------ Source extract ------
Answer to a question from a reader

How can I transfer an RDP house which is in my father’s name to my mother’s name if he left the house to me and my siblings in his will?

The short answer

If your parents were married in community of property, which is likely, then the RDP house belongs to them both, jointly.

The whole question

Dear Athalie

My late father drew up a will that leaves his RDP house to me and two of my siblings in the event of his death, but we want to transfer the deed from his name to my mother's. My mom lives in the house and my parents have not lived together for nearly ten years.

The long answer

First, if your parents were married in community of property, which they would be if they did not take out an ante-nuptial contract before getting married, then the RDP house belongs to them both, jointly. In the event of your father’s death, the community of property marriage regime would mean that 50% of the property would go to your mother in any case, and the remaining 50% would be distributed to you three children, as per his will.

When they applied for an RDP house, both of their names would have been recorded on a database. Once they separated, they would not be granted another subsidy with a new partner, as you can only ever get one RDP subsidy. 

If they got divorced, one partner would generally take over the house while giving the other an agreed amount of financial compensation for their half share of the house. Or they could agree to sell the house and split the money equally.  

Section 9 (1) of the Divorce Act of 1979 also allows one spouse to ask for the benefits of the other spouse to be forfeited, and if that spouse could prove to the court that the other spouse would "benefit unduly" by keeping the patrimonial benefit (the 50% share of the joint estate), the court could grant a forfeiture order. But as Professor Clement Marumoagae has pointed out, the courts have not yet indicated what "benefiting unduly" would mean.
------ Excerpted records ------
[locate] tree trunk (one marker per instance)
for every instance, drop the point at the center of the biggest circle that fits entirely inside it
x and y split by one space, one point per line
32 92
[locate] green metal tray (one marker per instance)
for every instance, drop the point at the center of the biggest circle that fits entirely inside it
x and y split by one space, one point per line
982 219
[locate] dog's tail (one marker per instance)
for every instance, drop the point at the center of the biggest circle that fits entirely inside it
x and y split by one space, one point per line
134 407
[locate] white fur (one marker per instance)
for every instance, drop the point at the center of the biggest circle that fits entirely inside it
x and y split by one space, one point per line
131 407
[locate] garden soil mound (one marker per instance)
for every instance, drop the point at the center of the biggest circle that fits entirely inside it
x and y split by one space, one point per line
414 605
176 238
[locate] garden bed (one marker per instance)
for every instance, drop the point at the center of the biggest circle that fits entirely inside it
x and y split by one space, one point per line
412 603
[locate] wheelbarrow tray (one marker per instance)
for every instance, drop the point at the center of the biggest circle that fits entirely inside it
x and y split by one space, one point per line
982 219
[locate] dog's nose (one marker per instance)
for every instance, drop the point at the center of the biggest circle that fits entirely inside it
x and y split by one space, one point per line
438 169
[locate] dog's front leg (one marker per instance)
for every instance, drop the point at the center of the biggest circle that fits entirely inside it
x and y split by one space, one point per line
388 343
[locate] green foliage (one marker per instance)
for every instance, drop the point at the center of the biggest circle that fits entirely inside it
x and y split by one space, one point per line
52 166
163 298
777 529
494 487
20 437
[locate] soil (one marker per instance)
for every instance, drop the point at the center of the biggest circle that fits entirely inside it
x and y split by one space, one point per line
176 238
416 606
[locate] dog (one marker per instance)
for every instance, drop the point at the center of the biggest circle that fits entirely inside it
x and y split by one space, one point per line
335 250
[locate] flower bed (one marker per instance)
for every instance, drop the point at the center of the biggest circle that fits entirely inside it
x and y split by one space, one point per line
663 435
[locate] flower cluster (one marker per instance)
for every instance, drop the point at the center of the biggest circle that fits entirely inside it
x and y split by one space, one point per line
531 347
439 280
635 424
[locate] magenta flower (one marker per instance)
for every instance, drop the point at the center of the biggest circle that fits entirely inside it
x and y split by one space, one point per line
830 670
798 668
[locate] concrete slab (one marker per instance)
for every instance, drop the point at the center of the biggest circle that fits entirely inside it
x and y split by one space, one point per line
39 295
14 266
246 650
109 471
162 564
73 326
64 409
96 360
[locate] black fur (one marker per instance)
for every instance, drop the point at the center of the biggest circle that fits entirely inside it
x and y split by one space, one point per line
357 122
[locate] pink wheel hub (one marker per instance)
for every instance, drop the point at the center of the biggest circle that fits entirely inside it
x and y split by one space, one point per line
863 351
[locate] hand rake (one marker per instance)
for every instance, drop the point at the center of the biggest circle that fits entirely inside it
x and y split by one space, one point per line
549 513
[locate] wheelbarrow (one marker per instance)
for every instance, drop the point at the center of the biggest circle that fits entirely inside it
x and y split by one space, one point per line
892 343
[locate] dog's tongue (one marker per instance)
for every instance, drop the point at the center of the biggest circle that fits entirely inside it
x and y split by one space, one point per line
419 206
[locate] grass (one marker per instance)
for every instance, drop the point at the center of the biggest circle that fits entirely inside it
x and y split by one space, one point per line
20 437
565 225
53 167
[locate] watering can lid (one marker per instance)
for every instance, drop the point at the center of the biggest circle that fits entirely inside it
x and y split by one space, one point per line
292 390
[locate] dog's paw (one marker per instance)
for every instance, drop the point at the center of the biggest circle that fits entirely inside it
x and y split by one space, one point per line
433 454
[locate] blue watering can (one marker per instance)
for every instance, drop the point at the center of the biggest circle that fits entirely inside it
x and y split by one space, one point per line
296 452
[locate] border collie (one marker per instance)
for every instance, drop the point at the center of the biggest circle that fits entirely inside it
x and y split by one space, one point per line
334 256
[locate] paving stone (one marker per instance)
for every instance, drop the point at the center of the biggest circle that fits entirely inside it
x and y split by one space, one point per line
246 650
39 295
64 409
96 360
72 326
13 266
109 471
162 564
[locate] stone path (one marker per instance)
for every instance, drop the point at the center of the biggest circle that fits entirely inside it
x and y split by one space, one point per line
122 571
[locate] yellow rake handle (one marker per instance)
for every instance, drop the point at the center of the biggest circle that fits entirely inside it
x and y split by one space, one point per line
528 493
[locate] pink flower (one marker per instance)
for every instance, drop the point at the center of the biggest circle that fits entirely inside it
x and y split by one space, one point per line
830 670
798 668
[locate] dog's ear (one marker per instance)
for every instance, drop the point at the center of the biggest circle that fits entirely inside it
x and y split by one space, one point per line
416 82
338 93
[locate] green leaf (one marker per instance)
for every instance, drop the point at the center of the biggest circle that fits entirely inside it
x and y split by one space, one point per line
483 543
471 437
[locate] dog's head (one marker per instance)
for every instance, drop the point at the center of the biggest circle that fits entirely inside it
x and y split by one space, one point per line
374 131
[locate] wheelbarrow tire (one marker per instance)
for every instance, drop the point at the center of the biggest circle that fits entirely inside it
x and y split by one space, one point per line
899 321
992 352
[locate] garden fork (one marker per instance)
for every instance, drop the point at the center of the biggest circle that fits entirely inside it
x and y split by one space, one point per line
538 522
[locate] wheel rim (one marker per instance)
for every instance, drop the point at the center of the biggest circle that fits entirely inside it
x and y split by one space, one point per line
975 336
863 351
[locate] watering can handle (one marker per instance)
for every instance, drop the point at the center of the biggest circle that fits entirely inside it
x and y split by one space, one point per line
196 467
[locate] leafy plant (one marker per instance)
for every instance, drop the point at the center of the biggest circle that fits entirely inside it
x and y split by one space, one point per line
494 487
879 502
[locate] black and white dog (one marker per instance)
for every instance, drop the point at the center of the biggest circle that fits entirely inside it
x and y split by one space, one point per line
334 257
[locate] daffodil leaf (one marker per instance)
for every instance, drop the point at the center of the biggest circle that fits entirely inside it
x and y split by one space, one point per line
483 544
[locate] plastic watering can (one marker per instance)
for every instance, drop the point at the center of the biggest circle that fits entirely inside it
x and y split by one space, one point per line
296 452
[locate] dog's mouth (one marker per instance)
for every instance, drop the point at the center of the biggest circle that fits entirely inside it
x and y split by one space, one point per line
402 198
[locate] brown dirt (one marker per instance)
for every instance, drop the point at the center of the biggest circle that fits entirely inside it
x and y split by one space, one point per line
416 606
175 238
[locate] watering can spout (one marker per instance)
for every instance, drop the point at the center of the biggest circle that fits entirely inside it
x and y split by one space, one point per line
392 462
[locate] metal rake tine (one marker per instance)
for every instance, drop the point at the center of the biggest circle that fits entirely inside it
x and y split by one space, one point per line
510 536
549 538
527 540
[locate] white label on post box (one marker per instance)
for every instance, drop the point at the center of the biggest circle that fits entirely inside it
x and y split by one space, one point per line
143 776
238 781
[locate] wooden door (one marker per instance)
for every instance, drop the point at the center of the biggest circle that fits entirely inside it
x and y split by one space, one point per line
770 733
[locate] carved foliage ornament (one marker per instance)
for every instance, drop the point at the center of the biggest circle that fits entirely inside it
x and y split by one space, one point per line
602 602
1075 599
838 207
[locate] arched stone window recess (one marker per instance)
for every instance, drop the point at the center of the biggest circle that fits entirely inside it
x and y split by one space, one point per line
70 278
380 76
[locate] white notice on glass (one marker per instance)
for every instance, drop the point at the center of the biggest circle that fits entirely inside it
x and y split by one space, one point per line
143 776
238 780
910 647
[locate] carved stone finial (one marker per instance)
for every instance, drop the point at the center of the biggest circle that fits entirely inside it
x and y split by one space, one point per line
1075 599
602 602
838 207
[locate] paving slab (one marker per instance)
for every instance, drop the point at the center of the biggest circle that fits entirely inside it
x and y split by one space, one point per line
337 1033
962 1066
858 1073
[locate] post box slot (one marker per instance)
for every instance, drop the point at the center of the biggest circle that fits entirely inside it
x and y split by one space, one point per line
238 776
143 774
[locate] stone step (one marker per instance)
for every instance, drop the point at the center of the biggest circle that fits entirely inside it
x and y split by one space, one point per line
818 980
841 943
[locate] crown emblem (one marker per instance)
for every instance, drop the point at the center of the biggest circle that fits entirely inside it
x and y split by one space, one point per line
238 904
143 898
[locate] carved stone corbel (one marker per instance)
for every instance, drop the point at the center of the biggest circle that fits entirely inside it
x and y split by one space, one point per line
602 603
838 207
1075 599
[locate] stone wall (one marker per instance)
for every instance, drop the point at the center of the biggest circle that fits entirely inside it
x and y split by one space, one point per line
------
Tasks to carry out:
1. Decide whether each statement agrees with the RDP house answer, and support each yes or no with the deciding words quoted from it. (a) Parents who married without an ante-nuptial contract are married in community of property. (b) A person who separates can get a second RDP subsidy with a new partner. (c) The courts have settled what "benefiting unduly" means.
2. According to the RDP house answer, which law lets one spouse ask for the other spouse's benefits to be forfeited?
3. Write the next part of the RDP house answer, picking up after its final sentence.
The rows are separate material, unrelated to the RDP house answer.

Per-task outputs:
1.
(a) Yes: "which they would be if they did not take out an ante-nuptial contract before getting married"
(b) No: "you can only ever get one RDP subsidy"
(c) No: "the courts have not yet indicated what "benefiting unduly" would mean"

2. Section 9 (1) of the Divorce Act of 1979.

3.
As the house is registered in your father’s name, and if he agreed in the divorce to have it transferred to your mother’s name, a full transfer of ownership in the Deeds Office would be required. That would mean that your mother would have to pay the fees to a conveyancing attorney to do the transfer in the Deeds Office, and this would be upwards of R8,000 or so. 

This would also be the case if they divorced and your mother kept the house and paid some financial compensation to your father for his half share of the property.

Abrahams and Gross's article says: “The party who will take transfer of the property or the party purchasing the property due to the property being sold per the divorce order, will be liable to pay conveyancer fees, administration fees, bond registration fees (if applicable), transfer duty (if applicable), deeds office fees, postage and petties … etc. The party who will be disposing of the property will be liable to pay rates and taxes, levies, cancellation costs … etc.”

Miltons Matsemela says that if the house is currently registered in only one of the spouses’ names and that spouse is to keep the house, no formal transfer nor endorsement of the title deed would be necessary. But if, however, the other spouse is to become the registered owner, a full transfer of ownership in the Deeds Office is needed. 

So to sum up, transferring the house to your mother’s name would most likely require a divorce agreement that gave your mother the house and your father some financial compensation for his half share of the joint estate. In either case, your mother would still have to bear the costs of a full transfer of ownership through the Deeds Office.

Perhaps you should take some legal advice on how to approach it. You can ask Legal Aid which is a means-tested organisation which must assist people who can’t afford a lawyer. These are their details:

0800 110 110 (Monday to Friday 7AM - 7PM) 
079 835 7179 (Please Call Me)

You could also ask the Black Sash for free paralegal advice at:


Helpline: 072 66 33 73

Wishing you the best,

Answered on April 20, 2023, 11:38 a.m.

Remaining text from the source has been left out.